▶ [Document extract]
NTFS fix for Windows drives:

Code:

ntfsfix /dev/sdX1

NVMe

Install nvme-cli on RHEL/Fedora:

Code:

dnf install nvme-cli

SMART equivalent health log:

Code:

nvme smart-log /dev/nvme0

Error log:

Code:

nvme error-log /dev/nvme0

Identify controller:

Code:

nvme id-ctrl /dev/nvme0

Identify namespace:

Code:

nvme id-ns /dev/nvme0n1

Sanitize, block erase equivalent to ATA secure erase:

Code:

nvme sanitize /dev/nvme0 --sanact=2

Watch Critical Warning, Available Spare, and Percentage Used in the smart-log output. Those three tell you most of what you need to know about NVMe health at a glance.

SMART via smartmontools

Quick health check:

Code:

smartctl -H /dev/sdX

Full attribute dump:

Code:

smartctl -a /dev/sdX

Short self-test, about two minutes:

Code:

smartctl -t short /dev/sdX

Long self-test, hours on large drives:

Code:

smartctl -t long /dev/sdX

Poll self-test results:

Code:

smartctl -l selftest /dev/sdX

USB drives with SAT bridge:

Code:

smartctl -d sat -a /dev/sdX

USB drives with JMicron bridge chips:

Code:

smartctl -d usbjmicron -a /dev/sdX

Key SMART attributes to watch: 05 is Reallocated Sector Count and any nonzero value is trouble. C5 is Current Pending Sector, sectors waiting to be remapped. C6 is Uncorrectable Sector Count. BB is Seagate-specific uncorrectable errors. 01 is Raw Read Error Rate, normalize against the vendor baseline before panicking.

USB Drive Resurrection

USB drives are their own special pain. The bridge controller chip matters as much as the NAND itself.

Identify the USB bridge controller:

Code:

lsusb -v | grep -A5 "Mass Storage"

▶ [List of tasks]
- A) Summarize the drive-diagnostics notes in two sentences.
- B) According to the drive-diagnostics notes, which three values in the smart-log output should be watched for NVMe health?

▶ [Supplied records]
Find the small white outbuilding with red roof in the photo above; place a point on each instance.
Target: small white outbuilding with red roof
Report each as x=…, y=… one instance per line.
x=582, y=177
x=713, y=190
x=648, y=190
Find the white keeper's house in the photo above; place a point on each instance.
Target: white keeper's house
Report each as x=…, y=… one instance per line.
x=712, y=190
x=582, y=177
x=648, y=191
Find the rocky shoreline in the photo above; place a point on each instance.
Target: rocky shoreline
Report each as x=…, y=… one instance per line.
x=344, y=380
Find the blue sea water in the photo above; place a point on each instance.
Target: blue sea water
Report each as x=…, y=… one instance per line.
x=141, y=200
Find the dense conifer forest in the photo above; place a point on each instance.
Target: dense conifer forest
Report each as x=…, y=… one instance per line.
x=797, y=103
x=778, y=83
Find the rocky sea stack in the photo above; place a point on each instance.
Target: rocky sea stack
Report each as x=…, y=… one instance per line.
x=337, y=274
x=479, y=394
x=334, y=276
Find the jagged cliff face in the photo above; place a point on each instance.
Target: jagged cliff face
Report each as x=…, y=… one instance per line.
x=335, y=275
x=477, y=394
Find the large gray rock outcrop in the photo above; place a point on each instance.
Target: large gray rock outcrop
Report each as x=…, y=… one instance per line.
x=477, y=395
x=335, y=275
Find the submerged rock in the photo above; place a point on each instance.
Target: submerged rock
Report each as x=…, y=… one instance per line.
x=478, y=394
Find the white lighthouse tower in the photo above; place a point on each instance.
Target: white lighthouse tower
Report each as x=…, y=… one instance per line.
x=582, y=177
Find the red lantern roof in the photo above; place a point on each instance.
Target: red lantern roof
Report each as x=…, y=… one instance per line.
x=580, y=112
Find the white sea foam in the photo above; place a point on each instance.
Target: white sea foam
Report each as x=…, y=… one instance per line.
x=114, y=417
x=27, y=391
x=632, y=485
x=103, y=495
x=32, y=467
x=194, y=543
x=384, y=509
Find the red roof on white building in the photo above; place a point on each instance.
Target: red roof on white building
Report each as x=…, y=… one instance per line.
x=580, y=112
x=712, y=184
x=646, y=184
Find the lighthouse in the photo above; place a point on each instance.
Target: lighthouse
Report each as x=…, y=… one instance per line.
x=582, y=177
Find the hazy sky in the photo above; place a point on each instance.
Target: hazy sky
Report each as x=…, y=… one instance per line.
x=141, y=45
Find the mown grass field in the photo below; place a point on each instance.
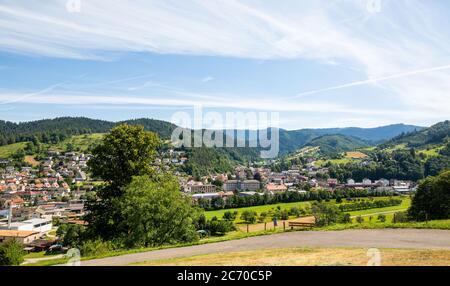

▶ [List of solutions]
- A) The drive-diagnostics notes list commands for storage drives: ntfsfix for Windows drives, nvme-cli commands for NVMe health and error logs, controller and namespace identification, and sanitizing, and smartctl commands for SMART health checks, self-tests and USB bridge drives. They name Critical Warning, Available Spare and Percentage Used as the smart-log values to watch and list key SMART attributes such as 05, C5 and C6, and they say that for USB drives the bridge controller chip matters as much as the NAND.

- B) Critical Warning, Available Spare, and Percentage Used.